The present invention relates to a digital signal processor (DSP), for example, a SIMT-based DSP.
Many mobile communication devices use a radio transceiver that includes one or more digital signal processors (DSP).
For increased performance and reliability many mobile terminals presently use a type of DSP known as a baseband processor (BBP), for handling many of the signal processing functions associated with processing of the received the radio signal and preparing signals for transmission. It is advantageous to separate such functions from the main processor, as they are highly timing dependent, and may require a realtime operating system. There is a desire that such baseband processors should be as flexible as possible to adapt to developing standards and enable hardware reuse. Therefore, programmable baseband processors, PBBP have been developed.
Many of the functions frequently performed in such processors are performed on large numbers of data samples. Therefore a type of processor known as Single Instruction Multiple Data (SIMD) processor is useful because it enables one single instruction to operate on multiple data items, rather than on one data item at a time. Multiple data items may be arranged in a vector, and a processing unit suitable for operating on a vector of data will be referred to in this document as a vector execution unit.
As a further development of SIMD architecture, the Single Instruction stream Multiple Tasks (SIMT) architecture has been developed. Traditionally in the SIMT architecture one or two SIMD type vector execution units have been provided in association with an integer execution unit, which may be part of a core processor.
International Patent Application WO 2007/018467 discloses a DSP according to the SIMT architecture, having a processor core including an integer execution unit and a program memory, and two vector execution units which are connected to, but not integrated in the core. The vector execution units may be Complex Arithmetic Logic Units (CALU) or Complex Multiply-Accumulate Units (CMAC). The core has a program memory for distributing instructions to the execution units. In WO2007/018467 each of the vector execution units has a separate instruction decoder. This enables the use of the vector execution units independently of each other, and of other parts of the processor, in an efficient way.
It is an objective of the present invention to make a SIMT processor more flexible and enable more efficient use of the program memory, issue bandwidth and execution units.

● MATERIAL PROVIDED
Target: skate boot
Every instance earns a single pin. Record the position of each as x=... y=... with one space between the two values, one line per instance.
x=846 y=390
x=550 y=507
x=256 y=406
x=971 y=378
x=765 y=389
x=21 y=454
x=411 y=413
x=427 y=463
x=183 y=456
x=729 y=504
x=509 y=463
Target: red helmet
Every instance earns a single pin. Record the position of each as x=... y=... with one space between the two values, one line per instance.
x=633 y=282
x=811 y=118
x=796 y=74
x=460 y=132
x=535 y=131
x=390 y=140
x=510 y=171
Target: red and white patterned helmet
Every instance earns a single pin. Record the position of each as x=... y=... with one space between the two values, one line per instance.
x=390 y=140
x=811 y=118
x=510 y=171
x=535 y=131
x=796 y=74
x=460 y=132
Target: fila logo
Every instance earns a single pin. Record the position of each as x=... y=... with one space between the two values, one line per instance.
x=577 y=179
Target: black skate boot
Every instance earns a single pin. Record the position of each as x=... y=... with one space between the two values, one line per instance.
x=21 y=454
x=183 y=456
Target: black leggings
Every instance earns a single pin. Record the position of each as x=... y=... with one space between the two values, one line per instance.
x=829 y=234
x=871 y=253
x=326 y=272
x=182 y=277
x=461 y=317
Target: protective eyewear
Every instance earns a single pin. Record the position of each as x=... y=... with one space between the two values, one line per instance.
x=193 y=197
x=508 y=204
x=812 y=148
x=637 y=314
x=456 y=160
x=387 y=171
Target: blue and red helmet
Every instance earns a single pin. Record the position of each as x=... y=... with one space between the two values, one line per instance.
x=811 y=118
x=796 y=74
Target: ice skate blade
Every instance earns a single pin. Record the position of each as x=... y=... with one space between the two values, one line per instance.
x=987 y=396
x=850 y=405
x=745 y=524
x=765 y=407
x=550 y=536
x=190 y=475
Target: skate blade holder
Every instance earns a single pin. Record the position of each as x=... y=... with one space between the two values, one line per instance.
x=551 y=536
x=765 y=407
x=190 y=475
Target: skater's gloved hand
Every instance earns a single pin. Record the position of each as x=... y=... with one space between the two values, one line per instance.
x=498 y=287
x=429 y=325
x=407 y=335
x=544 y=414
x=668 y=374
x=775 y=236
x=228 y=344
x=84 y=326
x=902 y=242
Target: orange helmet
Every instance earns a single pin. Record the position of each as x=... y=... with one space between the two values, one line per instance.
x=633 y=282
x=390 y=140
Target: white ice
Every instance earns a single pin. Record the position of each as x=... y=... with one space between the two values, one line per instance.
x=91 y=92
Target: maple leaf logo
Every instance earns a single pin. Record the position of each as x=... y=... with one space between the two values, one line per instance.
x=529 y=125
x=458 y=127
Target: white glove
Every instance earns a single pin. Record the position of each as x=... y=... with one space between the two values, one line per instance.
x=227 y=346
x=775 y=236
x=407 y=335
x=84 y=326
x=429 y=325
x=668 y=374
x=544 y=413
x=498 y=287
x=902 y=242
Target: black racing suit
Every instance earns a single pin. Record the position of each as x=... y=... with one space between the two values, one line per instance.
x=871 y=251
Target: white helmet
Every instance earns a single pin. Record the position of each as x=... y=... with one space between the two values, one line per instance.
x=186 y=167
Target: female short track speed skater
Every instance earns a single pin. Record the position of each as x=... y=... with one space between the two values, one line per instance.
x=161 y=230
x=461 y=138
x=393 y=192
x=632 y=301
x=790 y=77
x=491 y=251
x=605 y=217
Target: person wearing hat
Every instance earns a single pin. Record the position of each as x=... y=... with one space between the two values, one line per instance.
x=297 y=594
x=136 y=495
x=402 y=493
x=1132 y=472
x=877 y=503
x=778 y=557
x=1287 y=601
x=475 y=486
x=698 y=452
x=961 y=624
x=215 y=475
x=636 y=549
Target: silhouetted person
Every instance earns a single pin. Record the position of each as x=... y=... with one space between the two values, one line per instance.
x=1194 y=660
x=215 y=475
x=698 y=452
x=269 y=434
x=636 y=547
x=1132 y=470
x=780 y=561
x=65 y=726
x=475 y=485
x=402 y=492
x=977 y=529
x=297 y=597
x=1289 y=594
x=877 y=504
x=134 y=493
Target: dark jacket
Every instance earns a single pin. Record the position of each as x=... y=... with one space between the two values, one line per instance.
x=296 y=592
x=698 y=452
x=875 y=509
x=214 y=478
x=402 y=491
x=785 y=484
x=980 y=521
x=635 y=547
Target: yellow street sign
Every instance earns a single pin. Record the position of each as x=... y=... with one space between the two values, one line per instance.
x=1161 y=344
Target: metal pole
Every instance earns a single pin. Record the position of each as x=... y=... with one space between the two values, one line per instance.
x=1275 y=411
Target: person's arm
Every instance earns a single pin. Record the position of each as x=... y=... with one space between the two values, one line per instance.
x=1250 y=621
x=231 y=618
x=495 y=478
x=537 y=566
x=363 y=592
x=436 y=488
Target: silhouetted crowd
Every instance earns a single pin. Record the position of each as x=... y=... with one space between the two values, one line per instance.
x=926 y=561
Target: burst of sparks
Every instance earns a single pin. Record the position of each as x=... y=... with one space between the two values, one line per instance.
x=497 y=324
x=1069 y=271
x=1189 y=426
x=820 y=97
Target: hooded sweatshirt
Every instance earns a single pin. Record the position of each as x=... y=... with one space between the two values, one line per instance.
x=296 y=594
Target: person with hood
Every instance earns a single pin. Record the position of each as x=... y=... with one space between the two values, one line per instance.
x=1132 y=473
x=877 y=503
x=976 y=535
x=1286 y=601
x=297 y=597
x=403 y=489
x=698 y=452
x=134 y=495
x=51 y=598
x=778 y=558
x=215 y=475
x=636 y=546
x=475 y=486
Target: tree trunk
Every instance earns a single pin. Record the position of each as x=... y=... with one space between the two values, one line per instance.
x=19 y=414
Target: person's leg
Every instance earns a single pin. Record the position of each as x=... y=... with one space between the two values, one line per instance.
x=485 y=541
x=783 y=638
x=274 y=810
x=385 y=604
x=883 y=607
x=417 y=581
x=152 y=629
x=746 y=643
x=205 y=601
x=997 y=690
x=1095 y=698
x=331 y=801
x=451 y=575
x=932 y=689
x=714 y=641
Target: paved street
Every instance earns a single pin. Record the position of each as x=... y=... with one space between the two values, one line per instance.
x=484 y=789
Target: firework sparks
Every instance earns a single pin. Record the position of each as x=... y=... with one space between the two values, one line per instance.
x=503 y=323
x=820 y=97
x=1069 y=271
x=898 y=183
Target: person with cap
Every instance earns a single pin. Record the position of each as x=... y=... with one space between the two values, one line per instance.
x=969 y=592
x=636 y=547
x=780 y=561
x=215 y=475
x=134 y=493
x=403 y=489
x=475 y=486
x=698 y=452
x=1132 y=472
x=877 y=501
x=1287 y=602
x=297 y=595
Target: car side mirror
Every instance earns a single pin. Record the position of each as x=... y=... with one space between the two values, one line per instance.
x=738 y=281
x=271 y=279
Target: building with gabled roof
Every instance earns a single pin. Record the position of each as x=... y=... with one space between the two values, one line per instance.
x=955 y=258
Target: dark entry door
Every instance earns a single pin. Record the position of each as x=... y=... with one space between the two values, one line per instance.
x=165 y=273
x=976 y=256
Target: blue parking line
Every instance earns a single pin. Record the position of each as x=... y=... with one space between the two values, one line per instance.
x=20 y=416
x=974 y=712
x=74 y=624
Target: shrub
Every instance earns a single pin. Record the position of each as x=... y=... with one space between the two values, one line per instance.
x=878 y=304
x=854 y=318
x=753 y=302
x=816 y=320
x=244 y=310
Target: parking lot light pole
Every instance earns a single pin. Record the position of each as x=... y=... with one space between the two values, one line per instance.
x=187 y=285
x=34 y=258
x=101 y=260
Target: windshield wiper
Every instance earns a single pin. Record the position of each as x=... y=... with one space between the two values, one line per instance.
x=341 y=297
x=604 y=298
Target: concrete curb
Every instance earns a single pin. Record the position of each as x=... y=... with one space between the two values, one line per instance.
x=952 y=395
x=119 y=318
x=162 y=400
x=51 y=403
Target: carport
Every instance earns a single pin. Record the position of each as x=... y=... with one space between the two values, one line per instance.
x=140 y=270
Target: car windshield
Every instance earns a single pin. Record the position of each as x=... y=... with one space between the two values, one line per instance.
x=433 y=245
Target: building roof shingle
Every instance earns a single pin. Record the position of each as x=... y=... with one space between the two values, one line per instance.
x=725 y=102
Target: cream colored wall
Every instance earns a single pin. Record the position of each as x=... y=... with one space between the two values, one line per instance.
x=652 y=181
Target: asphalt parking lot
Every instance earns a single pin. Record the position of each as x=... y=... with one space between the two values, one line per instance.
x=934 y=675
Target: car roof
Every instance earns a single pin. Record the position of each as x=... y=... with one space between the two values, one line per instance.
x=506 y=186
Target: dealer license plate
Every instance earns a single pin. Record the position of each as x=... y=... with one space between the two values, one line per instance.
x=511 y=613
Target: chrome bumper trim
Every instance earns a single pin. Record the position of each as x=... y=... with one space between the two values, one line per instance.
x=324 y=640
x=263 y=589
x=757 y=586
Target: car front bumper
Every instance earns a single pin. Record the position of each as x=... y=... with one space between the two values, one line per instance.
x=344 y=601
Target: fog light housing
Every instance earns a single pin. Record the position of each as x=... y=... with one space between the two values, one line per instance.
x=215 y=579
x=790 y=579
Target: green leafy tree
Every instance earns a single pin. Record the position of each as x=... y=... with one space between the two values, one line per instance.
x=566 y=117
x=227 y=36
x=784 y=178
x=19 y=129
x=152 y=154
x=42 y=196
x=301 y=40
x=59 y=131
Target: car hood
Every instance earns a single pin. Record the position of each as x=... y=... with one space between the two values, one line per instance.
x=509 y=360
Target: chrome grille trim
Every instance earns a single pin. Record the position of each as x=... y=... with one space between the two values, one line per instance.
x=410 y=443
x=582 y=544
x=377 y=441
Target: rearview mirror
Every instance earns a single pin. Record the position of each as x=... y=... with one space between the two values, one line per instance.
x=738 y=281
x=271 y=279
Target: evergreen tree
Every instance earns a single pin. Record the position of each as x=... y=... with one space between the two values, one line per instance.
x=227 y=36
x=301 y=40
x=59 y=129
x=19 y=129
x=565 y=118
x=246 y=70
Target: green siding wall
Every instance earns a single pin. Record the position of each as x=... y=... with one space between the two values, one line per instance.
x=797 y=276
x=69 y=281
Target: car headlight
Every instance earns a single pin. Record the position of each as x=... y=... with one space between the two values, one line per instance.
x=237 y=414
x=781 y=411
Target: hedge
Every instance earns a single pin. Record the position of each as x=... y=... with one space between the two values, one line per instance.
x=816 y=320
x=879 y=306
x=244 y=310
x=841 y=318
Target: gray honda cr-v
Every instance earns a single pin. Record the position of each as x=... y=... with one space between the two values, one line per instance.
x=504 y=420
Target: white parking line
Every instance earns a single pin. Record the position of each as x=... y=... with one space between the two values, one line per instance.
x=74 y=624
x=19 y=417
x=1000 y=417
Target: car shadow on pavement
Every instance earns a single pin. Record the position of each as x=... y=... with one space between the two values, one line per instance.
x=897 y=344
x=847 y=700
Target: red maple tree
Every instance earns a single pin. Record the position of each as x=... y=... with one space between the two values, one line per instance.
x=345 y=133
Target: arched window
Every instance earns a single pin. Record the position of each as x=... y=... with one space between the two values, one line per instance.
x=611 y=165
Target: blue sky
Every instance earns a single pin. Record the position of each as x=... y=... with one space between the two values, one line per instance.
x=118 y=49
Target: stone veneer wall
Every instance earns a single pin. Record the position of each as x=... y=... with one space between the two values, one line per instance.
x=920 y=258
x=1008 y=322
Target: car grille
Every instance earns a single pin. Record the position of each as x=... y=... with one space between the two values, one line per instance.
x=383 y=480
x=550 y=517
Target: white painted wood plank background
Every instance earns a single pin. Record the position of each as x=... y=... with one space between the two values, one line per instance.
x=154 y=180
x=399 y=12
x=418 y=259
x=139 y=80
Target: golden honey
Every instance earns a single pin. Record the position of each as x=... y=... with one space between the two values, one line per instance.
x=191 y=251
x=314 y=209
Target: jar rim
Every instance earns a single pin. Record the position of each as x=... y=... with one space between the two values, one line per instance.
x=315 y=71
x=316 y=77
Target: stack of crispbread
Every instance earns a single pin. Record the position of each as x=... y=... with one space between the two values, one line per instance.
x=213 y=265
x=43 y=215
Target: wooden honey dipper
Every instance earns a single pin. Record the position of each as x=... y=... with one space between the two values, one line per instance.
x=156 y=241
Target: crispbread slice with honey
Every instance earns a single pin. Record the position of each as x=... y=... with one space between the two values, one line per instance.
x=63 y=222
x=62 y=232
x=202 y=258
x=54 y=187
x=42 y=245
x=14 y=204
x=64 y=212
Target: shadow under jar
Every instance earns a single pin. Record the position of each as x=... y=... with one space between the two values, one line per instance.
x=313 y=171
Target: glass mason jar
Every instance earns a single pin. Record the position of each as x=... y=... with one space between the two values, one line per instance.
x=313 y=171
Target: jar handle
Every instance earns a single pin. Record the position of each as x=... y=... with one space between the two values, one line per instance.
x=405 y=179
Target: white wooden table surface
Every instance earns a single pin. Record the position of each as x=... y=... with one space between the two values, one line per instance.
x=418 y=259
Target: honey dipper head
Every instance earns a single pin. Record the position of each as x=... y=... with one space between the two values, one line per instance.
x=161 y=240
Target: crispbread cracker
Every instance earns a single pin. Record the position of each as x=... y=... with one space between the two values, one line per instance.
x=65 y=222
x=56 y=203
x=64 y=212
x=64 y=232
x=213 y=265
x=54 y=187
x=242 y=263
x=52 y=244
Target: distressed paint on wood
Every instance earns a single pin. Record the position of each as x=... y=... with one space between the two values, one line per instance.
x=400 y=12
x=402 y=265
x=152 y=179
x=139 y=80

● WRITTEN PROBLEM
Carry on the text about SIMT-based digital signal processors, picking up right after its final sentence with the next paragraph.

● RESPONSE FOR THIS EXERCISE
This objective is achieved according to the present invention by a digital processor comprising:
The digital signal processor is characterized in that the processor comprises an issue control unit for selecting at least two execution units that are to receive and execute the same instruction at the same time, and logic for sending the instruction to said at least two execution units.
In the processor defined above, the same instruction may be used to control a number of execution units. This significantly reduces the control overhead when sending the same instruction to a number of execution units. It also enables parallel execution of the same instruction on a number of execution units. The possibility of starting several execution units at one time makes the handling of instructions very efficient. An execution unit may be a vector execution unit, a scalar execution unit or an integer execution unit. A scalar execution unit is arranged to process one data item at a time, but the data item may be an integer or a complex value. For example, the same vector instruction may be sent to two or more vector execution units to be performed on different sets of data. Examples of non-vector instructions that are often sent to more than one vector execution unit are clear and star. It is possible, for example, to have one issue group that includes all vector execution units.
In a preferred embodiment, each vector execution unit comprising a vector controller arranged to determine if an instruction is a vector instruction and, if it is, inform a count register arranged to hold the vector length, said vector controllers being further arranged to control the execution of instructions.
The processor may also comprise one or more accelerators, known in the art. The term functional unit, when used in this document, indicates either an execution unit or an accelerator.
Preferably, a number of issue groups are defined, each issue group comprising at least one of the execution units, and at least one issue group comprising more than one of the execution unit, and the issue control unit is arranged to select the at least two execution units by selecting an issue group. This may be hardcoded in the core.
Alternatively, in a preferred embodiment, the issue control unit further comprises at least one mask associated with at least one issue group, said mask indicating which execution unit or units in the issue group should receive and execute the instruction. This makes it possible to change the definition of issue groups and the selection of execution units for each issue group, making the processor more flexible.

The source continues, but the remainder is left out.